## What the task requires:
All of the data below must be repeated exactly.

— start —

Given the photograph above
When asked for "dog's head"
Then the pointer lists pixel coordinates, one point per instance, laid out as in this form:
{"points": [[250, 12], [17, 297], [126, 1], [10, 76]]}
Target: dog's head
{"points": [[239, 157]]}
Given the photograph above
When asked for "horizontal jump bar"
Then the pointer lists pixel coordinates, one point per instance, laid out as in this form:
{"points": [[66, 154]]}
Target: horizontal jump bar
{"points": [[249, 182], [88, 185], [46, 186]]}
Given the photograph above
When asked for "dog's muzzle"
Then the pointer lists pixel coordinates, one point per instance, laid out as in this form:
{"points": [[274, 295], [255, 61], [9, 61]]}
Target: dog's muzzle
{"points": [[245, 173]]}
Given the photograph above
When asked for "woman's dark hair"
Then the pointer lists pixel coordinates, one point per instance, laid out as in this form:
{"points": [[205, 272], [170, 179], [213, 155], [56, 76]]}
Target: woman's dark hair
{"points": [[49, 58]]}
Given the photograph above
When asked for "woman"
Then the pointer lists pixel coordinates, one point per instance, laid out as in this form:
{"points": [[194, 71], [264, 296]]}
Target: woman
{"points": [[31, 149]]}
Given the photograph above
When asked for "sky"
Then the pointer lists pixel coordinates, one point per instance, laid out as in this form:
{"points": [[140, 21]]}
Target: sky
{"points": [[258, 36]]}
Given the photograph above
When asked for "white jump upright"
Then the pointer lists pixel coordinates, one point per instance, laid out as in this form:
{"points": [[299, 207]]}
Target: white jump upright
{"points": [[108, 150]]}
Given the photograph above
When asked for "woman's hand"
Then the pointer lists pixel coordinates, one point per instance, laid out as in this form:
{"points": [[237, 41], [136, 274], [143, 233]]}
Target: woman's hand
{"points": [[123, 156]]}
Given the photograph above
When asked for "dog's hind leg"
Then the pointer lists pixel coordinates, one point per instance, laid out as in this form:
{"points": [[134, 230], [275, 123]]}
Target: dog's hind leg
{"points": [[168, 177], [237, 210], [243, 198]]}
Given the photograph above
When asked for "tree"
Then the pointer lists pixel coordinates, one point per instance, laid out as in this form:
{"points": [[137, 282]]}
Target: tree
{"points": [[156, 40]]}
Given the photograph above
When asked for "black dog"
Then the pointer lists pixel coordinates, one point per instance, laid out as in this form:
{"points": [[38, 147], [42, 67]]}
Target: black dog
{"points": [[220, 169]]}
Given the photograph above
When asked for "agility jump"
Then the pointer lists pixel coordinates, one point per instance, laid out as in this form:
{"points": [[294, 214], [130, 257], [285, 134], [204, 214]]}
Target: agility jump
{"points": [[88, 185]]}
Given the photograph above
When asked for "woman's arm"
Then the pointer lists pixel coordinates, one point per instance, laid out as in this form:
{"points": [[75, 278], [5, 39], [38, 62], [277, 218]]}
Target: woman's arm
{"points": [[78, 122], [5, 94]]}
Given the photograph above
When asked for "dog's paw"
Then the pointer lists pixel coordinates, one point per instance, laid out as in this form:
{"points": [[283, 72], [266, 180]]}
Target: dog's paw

— end —

## Complete output:
Given the photograph above
When asked for "dog's head"
Then the pointer lists pixel coordinates, one point per instance, laid out as in this form:
{"points": [[250, 12], [17, 297], [126, 1], [10, 76]]}
Target: dog's head
{"points": [[239, 157]]}
Given the photograph above
When asked for "horizontal jump bar"
Then the pointer lists pixel coordinates, one point per instance, laid out as in this form:
{"points": [[66, 154]]}
Target: horizontal jump bar
{"points": [[249, 182], [88, 185], [46, 186]]}
Given the photograph above
When asked for "dog's muzzle"
Then the pointer lists pixel coordinates, one point per instance, laid out as in this form:
{"points": [[274, 295], [255, 61], [9, 61]]}
Target: dog's muzzle
{"points": [[245, 173]]}
Given the photograph above
When asked for "woman's dark hair"
Then the pointer lists pixel coordinates, one point per instance, laid out as in this form:
{"points": [[205, 272], [170, 179], [213, 155], [56, 76]]}
Target: woman's dark hair
{"points": [[49, 58]]}
Given the photograph above
When asked for "woman"
Then the pointer lists pixel coordinates, one point per instance, laid out as in this form:
{"points": [[194, 71], [264, 296]]}
Target: woman
{"points": [[31, 149]]}
Given the photograph above
When asked for "sky"
Then the pointer lists pixel coordinates, one point per instance, laid out as in this form:
{"points": [[140, 21]]}
Target: sky
{"points": [[258, 36]]}
Given the photograph above
When asked for "white jump upright"
Then the pointer lists pixel coordinates, one point per instance, laid out as in this form:
{"points": [[299, 207]]}
Target: white jump upright
{"points": [[108, 150]]}
Given the photograph above
When asked for "woman's hand"
Then the pointer lists pixel coordinates, one point per instance, laid out as in this form:
{"points": [[237, 41], [136, 274], [143, 233]]}
Target: woman's hand
{"points": [[123, 156]]}
Given the photograph above
When asked for "dog's hind leg"
Then the pointer lists pixel coordinates, one point per instance, laid out as in this form:
{"points": [[134, 230], [275, 123]]}
Target: dog's hind leg
{"points": [[168, 177], [237, 210], [243, 198]]}
Given the photograph above
When asked for "tree"
Then the pointer lists pixel coordinates, one point per instance, laid out as in this form:
{"points": [[137, 282]]}
Target: tree
{"points": [[156, 40]]}
Given the photograph above
When asked for "black dog"
Then the pointer lists pixel coordinates, one point per instance, laid out as in this form:
{"points": [[38, 147], [42, 67]]}
Target: black dog
{"points": [[220, 169]]}
Given the photograph above
When asked for "agility jump"
Then the pointer lists pixel coordinates, one point per instance, laid out as in this form:
{"points": [[294, 214], [130, 257], [285, 134], [204, 214]]}
Target: agility jump
{"points": [[88, 185]]}
Given the photograph above
When asked for "woman's arm"
Then the pointer lists pixel coordinates, one point per instance, laid out as in this form:
{"points": [[75, 278], [5, 39], [38, 62], [277, 218]]}
Target: woman's arm
{"points": [[78, 122], [5, 94]]}
Given the photograph above
When asked for "dog's paw"
Then the pointer lists pixel coordinates, one point per instance, laid out as in this form:
{"points": [[283, 72], [266, 180]]}
Target: dog's paw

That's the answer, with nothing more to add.